§ About this exercise
Produce one exact copy of the records, no pictures.

§ Provided data

Content starts

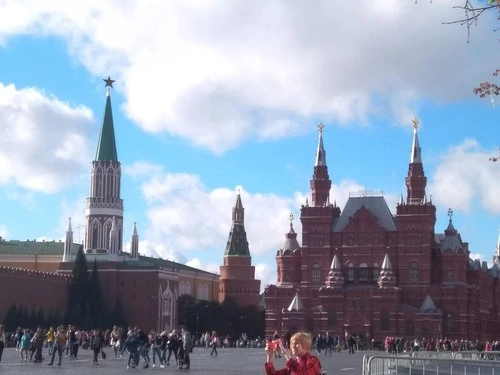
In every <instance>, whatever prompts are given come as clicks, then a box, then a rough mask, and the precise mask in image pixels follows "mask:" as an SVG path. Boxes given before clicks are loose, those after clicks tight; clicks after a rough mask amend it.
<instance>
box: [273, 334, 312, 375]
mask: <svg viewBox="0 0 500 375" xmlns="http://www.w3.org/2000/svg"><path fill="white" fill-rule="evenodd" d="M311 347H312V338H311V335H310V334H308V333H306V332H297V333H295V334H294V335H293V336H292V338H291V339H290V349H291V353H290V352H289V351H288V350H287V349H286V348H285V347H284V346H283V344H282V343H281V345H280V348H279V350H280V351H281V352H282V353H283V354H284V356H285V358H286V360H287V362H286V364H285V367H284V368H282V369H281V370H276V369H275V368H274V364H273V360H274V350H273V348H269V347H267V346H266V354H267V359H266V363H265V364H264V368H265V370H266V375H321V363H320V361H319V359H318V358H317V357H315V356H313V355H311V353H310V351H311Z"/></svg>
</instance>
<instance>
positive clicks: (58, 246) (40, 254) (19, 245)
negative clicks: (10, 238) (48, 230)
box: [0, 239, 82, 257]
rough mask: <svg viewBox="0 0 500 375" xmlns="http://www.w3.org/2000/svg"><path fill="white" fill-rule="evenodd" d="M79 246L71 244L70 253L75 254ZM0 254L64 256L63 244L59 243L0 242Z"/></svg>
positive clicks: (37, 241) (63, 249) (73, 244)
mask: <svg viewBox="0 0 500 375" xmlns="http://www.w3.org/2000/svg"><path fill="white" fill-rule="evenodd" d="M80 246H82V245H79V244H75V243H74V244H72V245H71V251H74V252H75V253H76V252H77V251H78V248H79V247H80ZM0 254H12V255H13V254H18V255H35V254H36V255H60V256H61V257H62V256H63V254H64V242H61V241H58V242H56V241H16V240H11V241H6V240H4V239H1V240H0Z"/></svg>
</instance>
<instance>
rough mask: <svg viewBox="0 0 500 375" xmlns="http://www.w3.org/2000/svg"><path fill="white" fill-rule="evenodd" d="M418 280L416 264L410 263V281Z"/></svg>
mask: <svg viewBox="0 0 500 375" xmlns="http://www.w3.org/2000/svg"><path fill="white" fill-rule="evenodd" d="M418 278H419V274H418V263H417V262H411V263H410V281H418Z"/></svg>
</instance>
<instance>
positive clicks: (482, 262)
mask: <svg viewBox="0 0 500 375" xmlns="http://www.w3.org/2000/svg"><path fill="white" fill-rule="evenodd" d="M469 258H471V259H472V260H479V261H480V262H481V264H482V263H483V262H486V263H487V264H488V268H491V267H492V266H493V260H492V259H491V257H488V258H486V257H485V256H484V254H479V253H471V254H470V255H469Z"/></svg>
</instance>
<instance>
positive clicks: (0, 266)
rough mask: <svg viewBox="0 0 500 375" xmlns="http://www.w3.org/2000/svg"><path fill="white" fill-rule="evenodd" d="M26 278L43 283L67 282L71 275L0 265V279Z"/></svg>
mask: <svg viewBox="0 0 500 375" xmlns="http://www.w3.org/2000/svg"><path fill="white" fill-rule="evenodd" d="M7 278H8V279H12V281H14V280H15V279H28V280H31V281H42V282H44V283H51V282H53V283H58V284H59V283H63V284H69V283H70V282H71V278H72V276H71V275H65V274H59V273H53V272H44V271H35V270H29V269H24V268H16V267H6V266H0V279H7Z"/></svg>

Content ends

§ Response to this exercise
In every <instance>, whatever prompts are given come as clicks, then a box, then a rough mask, and the precise mask in image pixels follows "mask:" as an SVG path. Boxes given before clicks are loose, those after clicks tight; clicks after a rough mask amend it.
<instance>
box: [273, 334, 312, 375]
mask: <svg viewBox="0 0 500 375" xmlns="http://www.w3.org/2000/svg"><path fill="white" fill-rule="evenodd" d="M311 347H312V338H311V335H310V334H308V333H306V332H297V333H295V334H294V335H293V336H292V338H291V339H290V349H291V353H290V352H289V351H288V350H287V349H286V348H285V347H284V346H283V344H282V343H281V345H280V348H279V350H280V351H281V352H282V353H283V354H284V356H285V358H286V360H287V362H286V364H285V367H284V368H282V369H281V370H276V369H275V368H274V364H273V360H274V350H273V348H269V347H267V346H266V354H267V359H266V363H265V364H264V368H265V370H266V375H321V363H320V361H319V359H318V358H317V357H315V356H313V355H311V353H310V351H311Z"/></svg>
</instance>
<instance>
positive clicks: (58, 246) (40, 254) (19, 245)
negative clicks: (10, 238) (48, 230)
box: [0, 239, 82, 257]
rough mask: <svg viewBox="0 0 500 375" xmlns="http://www.w3.org/2000/svg"><path fill="white" fill-rule="evenodd" d="M79 246L71 244L70 253L75 254ZM0 254L64 256L63 244L59 243L0 242Z"/></svg>
positive clicks: (37, 241) (63, 249) (73, 244)
mask: <svg viewBox="0 0 500 375" xmlns="http://www.w3.org/2000/svg"><path fill="white" fill-rule="evenodd" d="M80 246H82V245H79V244H75V243H74V244H72V245H71V251H74V252H75V253H76V252H77V251H78V248H79V247H80ZM0 254H12V255H13V254H18V255H35V254H36V255H60V256H61V257H62V256H63V254H64V242H61V241H58V242H56V241H16V240H11V241H6V240H4V239H1V240H0Z"/></svg>
</instance>
<instance>
rough mask: <svg viewBox="0 0 500 375" xmlns="http://www.w3.org/2000/svg"><path fill="white" fill-rule="evenodd" d="M418 280L416 264L410 263V281Z"/></svg>
mask: <svg viewBox="0 0 500 375" xmlns="http://www.w3.org/2000/svg"><path fill="white" fill-rule="evenodd" d="M418 278H419V274H418V263H417V262H411V263H410V281H418Z"/></svg>
</instance>
<instance>
positive clicks: (482, 262)
mask: <svg viewBox="0 0 500 375" xmlns="http://www.w3.org/2000/svg"><path fill="white" fill-rule="evenodd" d="M469 258H471V259H472V260H479V261H480V262H481V264H482V263H483V262H486V263H487V264H488V268H491V267H492V266H493V260H492V259H491V257H488V258H486V257H485V256H484V254H479V253H471V254H470V255H469Z"/></svg>
</instance>
<instance>
positive clicks: (0, 266)
rough mask: <svg viewBox="0 0 500 375" xmlns="http://www.w3.org/2000/svg"><path fill="white" fill-rule="evenodd" d="M26 278L43 283L67 282L71 275L0 265V279Z"/></svg>
mask: <svg viewBox="0 0 500 375" xmlns="http://www.w3.org/2000/svg"><path fill="white" fill-rule="evenodd" d="M7 278H8V279H12V281H14V280H15V279H28V280H31V281H42V282H44V283H51V282H53V283H58V284H59V283H63V284H69V283H70V282H71V278H72V276H71V275H65V274H59V273H53V272H44V271H35V270H29V269H24V268H16V267H6V266H0V279H7Z"/></svg>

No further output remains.